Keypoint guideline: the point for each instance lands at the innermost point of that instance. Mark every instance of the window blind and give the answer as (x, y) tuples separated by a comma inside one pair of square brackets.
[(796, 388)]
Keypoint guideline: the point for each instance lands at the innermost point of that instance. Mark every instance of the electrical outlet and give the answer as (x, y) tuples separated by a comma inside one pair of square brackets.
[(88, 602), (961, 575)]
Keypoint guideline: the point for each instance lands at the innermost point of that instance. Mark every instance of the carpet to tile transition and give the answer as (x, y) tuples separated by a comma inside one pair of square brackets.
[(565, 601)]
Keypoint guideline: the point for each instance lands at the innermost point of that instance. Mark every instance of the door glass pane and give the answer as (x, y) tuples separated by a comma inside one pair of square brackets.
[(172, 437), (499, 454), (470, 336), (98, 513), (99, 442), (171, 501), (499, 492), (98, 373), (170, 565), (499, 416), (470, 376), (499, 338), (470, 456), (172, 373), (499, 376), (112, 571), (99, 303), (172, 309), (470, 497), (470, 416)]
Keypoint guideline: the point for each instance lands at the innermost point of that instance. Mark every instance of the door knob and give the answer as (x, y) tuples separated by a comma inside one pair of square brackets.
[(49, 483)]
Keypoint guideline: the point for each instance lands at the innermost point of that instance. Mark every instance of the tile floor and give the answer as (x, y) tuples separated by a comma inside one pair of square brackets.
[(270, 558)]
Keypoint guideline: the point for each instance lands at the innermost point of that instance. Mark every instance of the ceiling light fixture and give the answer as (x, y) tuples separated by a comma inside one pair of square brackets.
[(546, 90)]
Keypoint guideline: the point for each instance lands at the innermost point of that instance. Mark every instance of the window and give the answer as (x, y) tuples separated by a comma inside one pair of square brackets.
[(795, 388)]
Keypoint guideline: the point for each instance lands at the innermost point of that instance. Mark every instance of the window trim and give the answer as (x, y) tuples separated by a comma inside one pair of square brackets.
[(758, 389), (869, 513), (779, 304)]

※ ※ ※

Challenge -
Each line from the one containing "the window and" through the end of the entries, both included, is to be returned exactly, with no other lines.

Result -
Keypoint guideline: the point for each instance lands at the innermost point of that instance. Mark every instance of the window and give the answer as (x, y) tuples separated by a comma inside one pair of square brackets.
[(795, 388)]
Keypoint guideline: the point for each instance lands at the innermost point of that instance. Mark every instance of the window trim and give the answer as (x, y) tuples separated by a comma inside one pair of square brackets.
[(758, 389), (869, 513), (779, 304)]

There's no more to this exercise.